### [AIM OF THE EXERCISE]
Show each line of the material below that contains the word "airplane", copied in full.

Pointing records
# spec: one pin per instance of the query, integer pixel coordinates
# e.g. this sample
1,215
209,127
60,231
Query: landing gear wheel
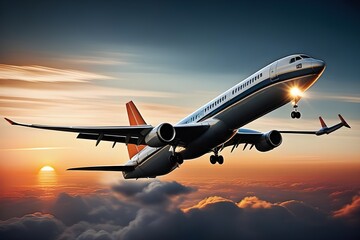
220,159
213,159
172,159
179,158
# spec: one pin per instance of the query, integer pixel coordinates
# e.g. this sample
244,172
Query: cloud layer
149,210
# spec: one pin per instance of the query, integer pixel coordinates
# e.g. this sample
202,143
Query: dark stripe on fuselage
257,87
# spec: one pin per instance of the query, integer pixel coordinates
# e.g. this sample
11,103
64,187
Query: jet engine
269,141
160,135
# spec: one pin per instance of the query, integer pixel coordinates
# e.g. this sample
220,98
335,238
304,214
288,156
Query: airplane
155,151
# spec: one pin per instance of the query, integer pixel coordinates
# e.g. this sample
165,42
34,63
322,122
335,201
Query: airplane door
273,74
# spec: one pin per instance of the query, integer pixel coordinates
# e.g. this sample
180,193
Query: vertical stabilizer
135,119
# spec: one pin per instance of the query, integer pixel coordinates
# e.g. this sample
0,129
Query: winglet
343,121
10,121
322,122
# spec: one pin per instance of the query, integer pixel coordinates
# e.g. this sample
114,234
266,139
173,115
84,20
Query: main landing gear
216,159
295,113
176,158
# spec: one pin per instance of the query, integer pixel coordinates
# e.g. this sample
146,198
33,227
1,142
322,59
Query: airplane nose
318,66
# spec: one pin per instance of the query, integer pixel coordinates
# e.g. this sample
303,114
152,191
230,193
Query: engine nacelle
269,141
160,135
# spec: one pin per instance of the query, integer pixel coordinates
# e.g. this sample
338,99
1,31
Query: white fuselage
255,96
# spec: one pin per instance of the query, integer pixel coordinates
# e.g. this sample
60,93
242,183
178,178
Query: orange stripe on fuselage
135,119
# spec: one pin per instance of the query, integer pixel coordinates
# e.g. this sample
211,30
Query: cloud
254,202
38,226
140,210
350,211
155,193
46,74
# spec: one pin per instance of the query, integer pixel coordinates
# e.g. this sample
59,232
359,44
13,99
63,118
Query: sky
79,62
---
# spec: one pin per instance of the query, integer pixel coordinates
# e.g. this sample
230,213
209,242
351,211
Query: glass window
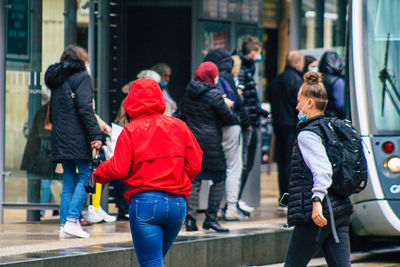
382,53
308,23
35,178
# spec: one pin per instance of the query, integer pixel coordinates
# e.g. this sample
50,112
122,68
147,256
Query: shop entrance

### [OUTPUT FOR THIS EXERCISE]
Query: airplane
Query: airplane door
Query: airplane nose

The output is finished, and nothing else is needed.